Decide whether each statement below agrees with the text on Colorado's criminal statutes of limitations, answering yes or no and quoting the deciding words from the text. (a) The general time limit for misdemeanors is 18 months. (b) Petty offenses have a general time limit of one year. (c) Murder has no statute of limitations in Colorado.

#### SUPPLIED TEXT

Colorado Criminal Statute of Limitations

Colorado law sets time limits—called statutes of limitations—for bringing charges in criminal cases.

Statutes of limitations set time limits for the government to bring criminal charges in a case. If the prosecution charges someone after the applicable time period has passed, the person charged can have the case dismissed.

In Colorado and most other states, violent crimes generally have longer statutes of limitations, and some crimes (like murder or sexual offense against a child) have no statute of limitations—meaning a criminal case can be filed at any time. In certain instances, statutes of limitations are “tolled” (suspended), allowing the government more time to bring a case.

Statute of Limitations: Felonies, Misdemeanors, and Petty Offenses

Like many states, Colorado’s law sets time limits for a host of specific crimes. For crimes not specifically listed in the statute, a general statute of limitations applies based on the category of the crime. The general time limits are:

  • three years for felonies
  • 18 months for misdemeanors
  • one year for class 1 and 2 misdemeanor traffic offenses, and
  • six months for petty offenses.

(Colo. Rev. Stat. § 16-5-401 (2019).)

########
#### DATA PROVIDED

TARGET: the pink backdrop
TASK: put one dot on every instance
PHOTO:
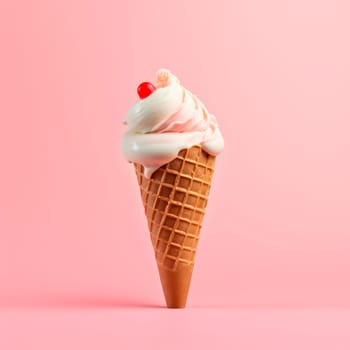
(276, 74)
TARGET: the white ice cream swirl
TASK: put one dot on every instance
(167, 121)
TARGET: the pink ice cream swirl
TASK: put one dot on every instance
(168, 120)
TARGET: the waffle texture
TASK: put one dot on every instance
(175, 198)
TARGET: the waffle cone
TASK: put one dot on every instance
(174, 199)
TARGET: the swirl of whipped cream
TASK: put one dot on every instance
(167, 121)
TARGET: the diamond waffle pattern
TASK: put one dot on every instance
(174, 199)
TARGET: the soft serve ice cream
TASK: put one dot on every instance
(167, 119)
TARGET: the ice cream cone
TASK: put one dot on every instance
(174, 198)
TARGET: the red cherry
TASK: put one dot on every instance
(145, 89)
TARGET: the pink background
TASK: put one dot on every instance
(275, 73)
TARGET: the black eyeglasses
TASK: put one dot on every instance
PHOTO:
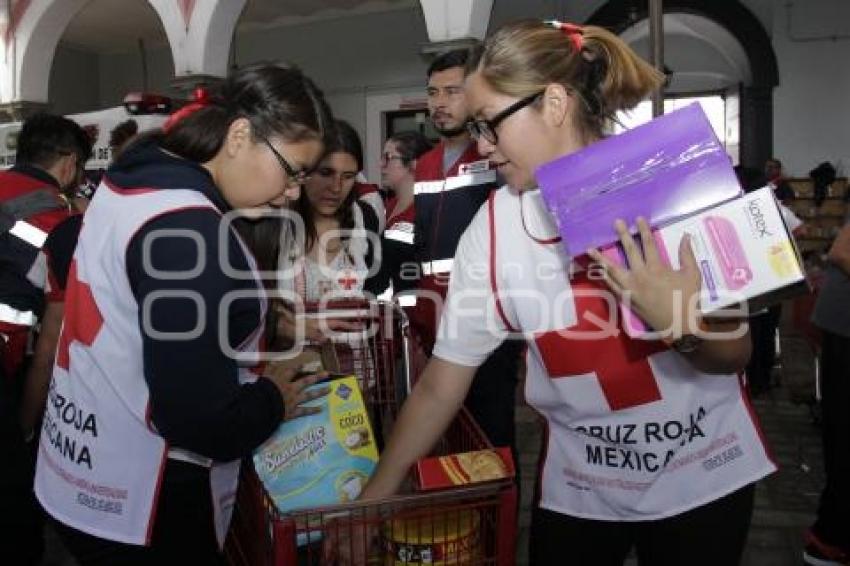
(486, 129)
(293, 176)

########

EXERCISE SOLUTION:
(a) Yes: "18 months for misdemeanors"
(b) No: "six months for petty offenses."
(c) Yes: "some crimes (like murder or sexual offense against a child) have no statute of limitations"